§ Texte fourni
Dans le microcosme footballistique camerounais fracturé en deux camps, avec une partie pour la Fécafoot de Samuel Eto’o et une autre pour le ministère des Sports de Narcisse Mouelle Kombi, soutien indéfectible de Marc Brys, beaucoup voient une manœuvre de ces derniers visant à aider Vincent Aboubakar à battre le record de Samuel Eto’o, meilleur buteur de l’histoire du Cameroun avec 56 réalisations. Aboubakar est actuellement à 45 réalisations et dont a besoin de douze buts pour battre son aîné.
« Certains trouves ses 90 minutes (contre Eswatini) exagérées parce qu'ils pensent qu'il veut absolument battre le record de Samuel Eto'o et c'est pour cette raison-là qu'on continue à insister avec lui », soutient Yves Moussi. Avant de poursuivre sur la profonde fragmentation de la famille du football camerounais : « Au Cameroun actuellement, il y a deux fronts, un qui supporte véritablement et absolument Samuel Eto'o et un autre qui supporte le ministère des Sports en l'occurrence (Narcisse) Mouelle Kombi et Aboubakar fait partie du deuxième front donc il est contesté pour beaucoup ».
Pour lui, le temps de jeu de Vincent Aboubakar contre le Cap-Vert mardi (16h GMT) dépendra encore du ressenti de Marc Brys : « On va voir face au Cap-Vert s'il pourra encore tenir, mais je pense que s'il présente des signes de fatigue, l'entraîneur devrait le sortir le plus vite. Contre l'Eswatini, je n'ai pas senti un joueur fatigué. Il n'a pas créé beaucoup d'occasions mais il a quand-même délivré une passe de la tête…Aboubakar actuellement est le meilleur buteur de la campagne éliminatoire du Cameroun avec 4 buts. Depuis que Marc Brys est arrivé, c'est 13 matchs sans défaite avec Vincent Aboubakar comme titulaire et l'entraîneur ne compte pas de sitôt changer ses cartes », relativise Yves Moussi.
Cependant, il reconnait le vivier offensif du Cameroun qui peut valablement prendre la suite d’Aboubakar : « Il y a des jeunes qui montent en puissance comme (Christian) Kofane (Leverkusen, ndlr) qui n'a pas été convoqué ou encore Etta Eyong (Villarreal) qui également n'a pas été convoqué, mais on a le retour en grâce de Choupo-Moting qui fait une très belle saison aux Etats-Unis d'Amérique, d'autres jeunes comme Magri et Namaso qui sont là également à attendre leurs chances. Mais en équipe nationale du Cameroun, il y a cette particularité-là qui fait que vous n'aurez pas une place de titulaire sur un tapis d'or, il va falloir l'arracher. Ces derniers doivent donc s'illustrer lorsqu'ils ont quelques minutes ».

§ Lignes de données
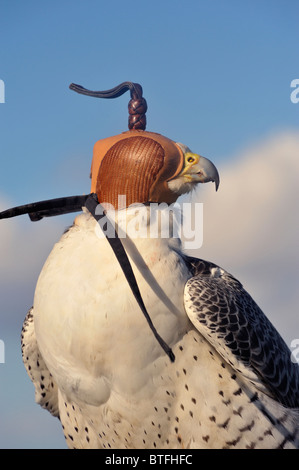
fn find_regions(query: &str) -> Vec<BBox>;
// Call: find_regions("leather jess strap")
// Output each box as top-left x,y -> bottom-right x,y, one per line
85,193 -> 175,362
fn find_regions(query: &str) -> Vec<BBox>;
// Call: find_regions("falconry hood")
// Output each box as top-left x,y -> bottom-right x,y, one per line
74,82 -> 184,209
0,82 -> 219,360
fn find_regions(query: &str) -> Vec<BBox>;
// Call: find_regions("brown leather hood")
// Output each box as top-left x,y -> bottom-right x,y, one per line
91,130 -> 184,209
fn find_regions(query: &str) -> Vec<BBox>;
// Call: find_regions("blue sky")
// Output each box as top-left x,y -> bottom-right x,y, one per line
0,0 -> 299,447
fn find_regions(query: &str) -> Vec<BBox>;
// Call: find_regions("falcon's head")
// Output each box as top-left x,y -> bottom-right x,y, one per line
91,130 -> 219,209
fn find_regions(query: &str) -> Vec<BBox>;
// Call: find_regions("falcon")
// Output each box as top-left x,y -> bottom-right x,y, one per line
1,82 -> 299,449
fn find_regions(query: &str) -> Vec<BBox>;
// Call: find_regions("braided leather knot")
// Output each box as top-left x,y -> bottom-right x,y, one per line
128,98 -> 147,130
70,82 -> 147,131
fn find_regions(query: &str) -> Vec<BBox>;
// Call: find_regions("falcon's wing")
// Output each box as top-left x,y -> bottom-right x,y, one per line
184,257 -> 299,408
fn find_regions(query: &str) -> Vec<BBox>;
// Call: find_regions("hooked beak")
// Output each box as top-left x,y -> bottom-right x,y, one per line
192,157 -> 220,191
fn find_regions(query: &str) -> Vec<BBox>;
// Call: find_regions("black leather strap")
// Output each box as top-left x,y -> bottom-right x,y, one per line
85,193 -> 175,362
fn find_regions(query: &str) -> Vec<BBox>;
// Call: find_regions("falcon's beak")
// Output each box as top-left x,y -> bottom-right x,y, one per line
183,153 -> 220,191
192,157 -> 220,191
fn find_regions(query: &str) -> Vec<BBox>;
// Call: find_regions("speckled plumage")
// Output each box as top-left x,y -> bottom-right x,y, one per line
22,208 -> 299,449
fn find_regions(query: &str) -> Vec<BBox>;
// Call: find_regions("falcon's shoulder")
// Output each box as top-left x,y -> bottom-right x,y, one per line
21,307 -> 59,417
184,256 -> 299,408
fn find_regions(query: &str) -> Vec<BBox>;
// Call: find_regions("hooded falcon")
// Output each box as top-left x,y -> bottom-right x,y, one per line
2,82 -> 299,449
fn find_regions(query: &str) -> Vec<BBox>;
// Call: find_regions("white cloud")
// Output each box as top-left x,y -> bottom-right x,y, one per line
185,133 -> 299,344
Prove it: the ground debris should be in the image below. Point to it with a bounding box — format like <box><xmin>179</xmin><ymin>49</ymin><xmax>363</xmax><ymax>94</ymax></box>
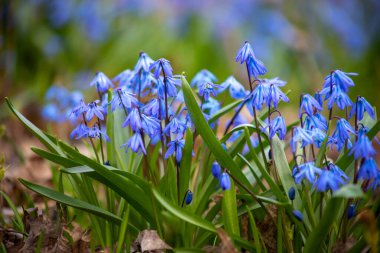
<box><xmin>131</xmin><ymin>229</ymin><xmax>172</xmax><ymax>253</ymax></box>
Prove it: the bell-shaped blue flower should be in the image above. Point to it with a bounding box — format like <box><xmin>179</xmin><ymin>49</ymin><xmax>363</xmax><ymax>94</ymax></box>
<box><xmin>149</xmin><ymin>58</ymin><xmax>173</xmax><ymax>79</ymax></box>
<box><xmin>219</xmin><ymin>172</ymin><xmax>231</xmax><ymax>191</ymax></box>
<box><xmin>120</xmin><ymin>132</ymin><xmax>146</xmax><ymax>154</ymax></box>
<box><xmin>292</xmin><ymin>162</ymin><xmax>322</xmax><ymax>184</ymax></box>
<box><xmin>219</xmin><ymin>76</ymin><xmax>246</xmax><ymax>99</ymax></box>
<box><xmin>350</xmin><ymin>96</ymin><xmax>375</xmax><ymax>121</ymax></box>
<box><xmin>86</xmin><ymin>100</ymin><xmax>105</xmax><ymax>121</ymax></box>
<box><xmin>298</xmin><ymin>94</ymin><xmax>322</xmax><ymax>117</ymax></box>
<box><xmin>323</xmin><ymin>69</ymin><xmax>358</xmax><ymax>92</ymax></box>
<box><xmin>90</xmin><ymin>72</ymin><xmax>113</xmax><ymax>93</ymax></box>
<box><xmin>350</xmin><ymin>128</ymin><xmax>376</xmax><ymax>159</ymax></box>
<box><xmin>190</xmin><ymin>69</ymin><xmax>218</xmax><ymax>87</ymax></box>
<box><xmin>165</xmin><ymin>139</ymin><xmax>185</xmax><ymax>163</ymax></box>
<box><xmin>358</xmin><ymin>157</ymin><xmax>379</xmax><ymax>180</ymax></box>
<box><xmin>211</xmin><ymin>162</ymin><xmax>222</xmax><ymax>179</ymax></box>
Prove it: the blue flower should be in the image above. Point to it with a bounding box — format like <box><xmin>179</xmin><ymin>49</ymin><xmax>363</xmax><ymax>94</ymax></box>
<box><xmin>321</xmin><ymin>86</ymin><xmax>352</xmax><ymax>110</ymax></box>
<box><xmin>149</xmin><ymin>58</ymin><xmax>173</xmax><ymax>79</ymax></box>
<box><xmin>165</xmin><ymin>139</ymin><xmax>185</xmax><ymax>163</ymax></box>
<box><xmin>141</xmin><ymin>114</ymin><xmax>161</xmax><ymax>138</ymax></box>
<box><xmin>220</xmin><ymin>76</ymin><xmax>246</xmax><ymax>99</ymax></box>
<box><xmin>112</xmin><ymin>69</ymin><xmax>135</xmax><ymax>87</ymax></box>
<box><xmin>350</xmin><ymin>128</ymin><xmax>376</xmax><ymax>159</ymax></box>
<box><xmin>190</xmin><ymin>69</ymin><xmax>218</xmax><ymax>87</ymax></box>
<box><xmin>265</xmin><ymin>77</ymin><xmax>289</xmax><ymax>108</ymax></box>
<box><xmin>90</xmin><ymin>72</ymin><xmax>113</xmax><ymax>93</ymax></box>
<box><xmin>246</xmin><ymin>83</ymin><xmax>269</xmax><ymax>110</ymax></box>
<box><xmin>323</xmin><ymin>70</ymin><xmax>358</xmax><ymax>92</ymax></box>
<box><xmin>264</xmin><ymin>116</ymin><xmax>286</xmax><ymax>140</ymax></box>
<box><xmin>185</xmin><ymin>190</ymin><xmax>193</xmax><ymax>205</ymax></box>
<box><xmin>290</xmin><ymin>127</ymin><xmax>314</xmax><ymax>153</ymax></box>
<box><xmin>199</xmin><ymin>82</ymin><xmax>217</xmax><ymax>101</ymax></box>
<box><xmin>288</xmin><ymin>187</ymin><xmax>296</xmax><ymax>200</ymax></box>
<box><xmin>332</xmin><ymin>118</ymin><xmax>355</xmax><ymax>143</ymax></box>
<box><xmin>70</xmin><ymin>123</ymin><xmax>89</xmax><ymax>140</ymax></box>
<box><xmin>358</xmin><ymin>158</ymin><xmax>379</xmax><ymax>180</ymax></box>
<box><xmin>134</xmin><ymin>52</ymin><xmax>154</xmax><ymax>73</ymax></box>
<box><xmin>298</xmin><ymin>94</ymin><xmax>322</xmax><ymax>117</ymax></box>
<box><xmin>86</xmin><ymin>125</ymin><xmax>110</xmax><ymax>141</ymax></box>
<box><xmin>70</xmin><ymin>99</ymin><xmax>87</xmax><ymax>118</ymax></box>
<box><xmin>219</xmin><ymin>172</ymin><xmax>231</xmax><ymax>191</ymax></box>
<box><xmin>311</xmin><ymin>128</ymin><xmax>326</xmax><ymax>148</ymax></box>
<box><xmin>292</xmin><ymin>162</ymin><xmax>322</xmax><ymax>184</ymax></box>
<box><xmin>350</xmin><ymin>96</ymin><xmax>375</xmax><ymax>121</ymax></box>
<box><xmin>111</xmin><ymin>88</ymin><xmax>139</xmax><ymax>111</ymax></box>
<box><xmin>123</xmin><ymin>108</ymin><xmax>142</xmax><ymax>132</ymax></box>
<box><xmin>235</xmin><ymin>41</ymin><xmax>254</xmax><ymax>64</ymax></box>
<box><xmin>313</xmin><ymin>170</ymin><xmax>345</xmax><ymax>192</ymax></box>
<box><xmin>120</xmin><ymin>132</ymin><xmax>146</xmax><ymax>154</ymax></box>
<box><xmin>86</xmin><ymin>100</ymin><xmax>105</xmax><ymax>121</ymax></box>
<box><xmin>164</xmin><ymin>117</ymin><xmax>186</xmax><ymax>138</ymax></box>
<box><xmin>211</xmin><ymin>162</ymin><xmax>222</xmax><ymax>179</ymax></box>
<box><xmin>293</xmin><ymin>210</ymin><xmax>303</xmax><ymax>221</ymax></box>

§ À faire
- 1) Présentez sous forme de liste le paragraphe du texte fourni qui commence par « Cependant, il reconnait le vivier offensif », sans perdre ses faits essentiels.
- 2) Répondez brièvement à ces questions d'après le texte fourni :
(a) Combien de buts Samuel Eto'o a-t-il marqués avec le Cameroun ?
(b) Contre quelle équipe les 90 minutes jouées par Aboubakar ont-elles été jugées exagérées par certains ?
(c) Combien de matchs sans défaite le Cameroun compte-t-il depuis l'arrivée de Marc Brys, avec Aboubakar titulaire ?
- 3) Imprimez le passage du texte fourni allant de « Pour lui, le » jusqu'à « relativise Yves Moussi. ».

§ Résultats
- 1)
- Yves Moussi reconnaît que le Cameroun dispose d'un vivier offensif capable de prendre la suite d'Aboubakar.
- Des jeunes montent en puissance, comme Christian Kofane (Leverkusen) et Etta Eyong (Villarreal), tous deux non convoqués.
- Choupo-Moting fait son retour en grâce après une très belle saison aux États-Unis.
- D'autres jeunes, comme Magri et Namaso, attendent leur chance.
- En équipe nationale, une place de titulaire ne s'obtient pas sur un tapis d'or : il faut l'arracher.
- Ces joueurs doivent donc se distinguer lorsqu'ils obtiennent quelques minutes.

- 2)
(a) 56 buts.
(b) Contre l'Eswatini.
(c) 13 matchs.

- 3)
Pour lui, le temps de jeu de Vincent Aboubakar contre le Cap-Vert mardi (16h GMT) dépendra encore du ressenti de Marc Brys : « On va voir face au Cap-Vert s'il pourra encore tenir, mais je pense que s'il présente des signes de fatigue, l'entraîneur devrait le sortir le plus vite. Contre l'Eswatini, je n'ai pas senti un joueur fatigué. Il n'a pas créé beaucoup d'occasions mais il a quand-même délivré une passe de la tête…Aboubakar actuellement est le meilleur buteur de la campagne éliminatoire du Cameroun avec 4 buts. Depuis que Marc Brys est arrivé, c'est 13 matchs sans défaite avec Vincent Aboubakar comme titulaire et l'entraîneur ne compte pas de sitôt changer ses cartes », relativise Yves Moussi.